> _Source records_:
[start]

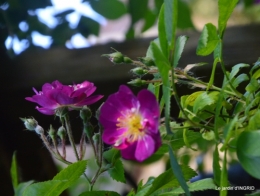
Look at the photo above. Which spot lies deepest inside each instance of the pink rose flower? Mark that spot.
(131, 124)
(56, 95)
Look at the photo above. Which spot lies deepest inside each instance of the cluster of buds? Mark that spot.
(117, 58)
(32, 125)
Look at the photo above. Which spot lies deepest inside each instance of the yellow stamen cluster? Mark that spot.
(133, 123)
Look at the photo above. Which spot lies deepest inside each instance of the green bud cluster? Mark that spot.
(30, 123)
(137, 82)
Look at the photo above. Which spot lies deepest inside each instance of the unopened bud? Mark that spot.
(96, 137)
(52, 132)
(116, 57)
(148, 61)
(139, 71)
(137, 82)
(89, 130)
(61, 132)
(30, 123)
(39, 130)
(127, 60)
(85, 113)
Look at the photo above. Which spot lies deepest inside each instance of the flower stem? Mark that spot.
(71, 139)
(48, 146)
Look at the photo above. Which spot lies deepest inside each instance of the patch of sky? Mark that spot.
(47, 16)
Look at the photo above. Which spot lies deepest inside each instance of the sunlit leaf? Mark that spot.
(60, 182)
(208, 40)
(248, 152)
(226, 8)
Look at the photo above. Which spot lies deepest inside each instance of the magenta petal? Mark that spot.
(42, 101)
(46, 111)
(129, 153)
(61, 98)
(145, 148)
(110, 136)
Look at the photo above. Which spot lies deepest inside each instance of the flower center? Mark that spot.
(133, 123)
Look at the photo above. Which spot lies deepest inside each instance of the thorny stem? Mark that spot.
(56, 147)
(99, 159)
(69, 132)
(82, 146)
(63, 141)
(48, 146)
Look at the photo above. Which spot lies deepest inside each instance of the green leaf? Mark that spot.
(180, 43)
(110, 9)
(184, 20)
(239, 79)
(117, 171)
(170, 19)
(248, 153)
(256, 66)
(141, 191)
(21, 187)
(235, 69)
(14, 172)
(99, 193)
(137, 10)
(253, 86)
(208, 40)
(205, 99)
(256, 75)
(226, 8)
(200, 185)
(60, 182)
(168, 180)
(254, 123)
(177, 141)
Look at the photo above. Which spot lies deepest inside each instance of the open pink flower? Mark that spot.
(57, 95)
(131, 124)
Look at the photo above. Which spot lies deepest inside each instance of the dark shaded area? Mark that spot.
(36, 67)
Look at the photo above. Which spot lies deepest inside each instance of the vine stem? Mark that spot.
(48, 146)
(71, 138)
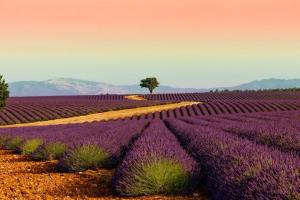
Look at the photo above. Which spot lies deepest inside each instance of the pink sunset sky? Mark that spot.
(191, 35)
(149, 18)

[end]

> _What is expected_: Give back, word for word, the items above from the line with "flower stem? Mark that spot." through the end of the items, leaving the pictures out.

> _Solution to this exercise_:
Look at the photo above. Which spot lies deepest inside each instance of the flower stem? Mark that spot.
(71, 139)
(48, 146)
Look at the photo above. Which spot lies deepest inside each instance of the patch of sky? Mark that spot.
(47, 16)
Look at the photo above. Which spot lies deepest inside each instance of the sunlit leaf? Mark that spot.
(60, 182)
(208, 40)
(248, 152)
(226, 8)
Look at the photo above. Which spot lies deepest inside each instance of the magenta petal? Mark that spot.
(42, 101)
(46, 111)
(129, 153)
(61, 98)
(145, 148)
(110, 136)
Look at the photo above. Which spot lies deepest inside each instance of the flower center? Mark that spot.
(133, 123)
Look at the photo above. Which spot lies deepest inside each instance of the thorny stem? Mark that spot.
(56, 147)
(99, 159)
(69, 132)
(82, 146)
(63, 141)
(48, 146)
Look at the photo above. Which spot lies deepest inside each instance of the green leaf? Mark that spot.
(180, 43)
(110, 9)
(184, 20)
(239, 79)
(117, 171)
(170, 19)
(248, 153)
(256, 66)
(141, 191)
(21, 187)
(235, 69)
(14, 172)
(99, 193)
(137, 10)
(253, 86)
(208, 40)
(205, 99)
(256, 75)
(226, 8)
(200, 185)
(60, 182)
(168, 180)
(254, 123)
(177, 141)
Look at the photo above. Which spot lies deepest inside each instance of the open pink flower? Mark that spot.
(57, 95)
(131, 124)
Look at the photo above. Which spot lies deepest inside each instance of the dark shaded area? Mark that spot.
(36, 67)
Look at the photo above. Which spot lies deepest inside each instance of the vine stem? Mark that spot.
(48, 146)
(71, 138)
Look at the photo above. Which spot lies deepest inside each instance of the pink sunset sky? Mark that spot.
(191, 35)
(149, 18)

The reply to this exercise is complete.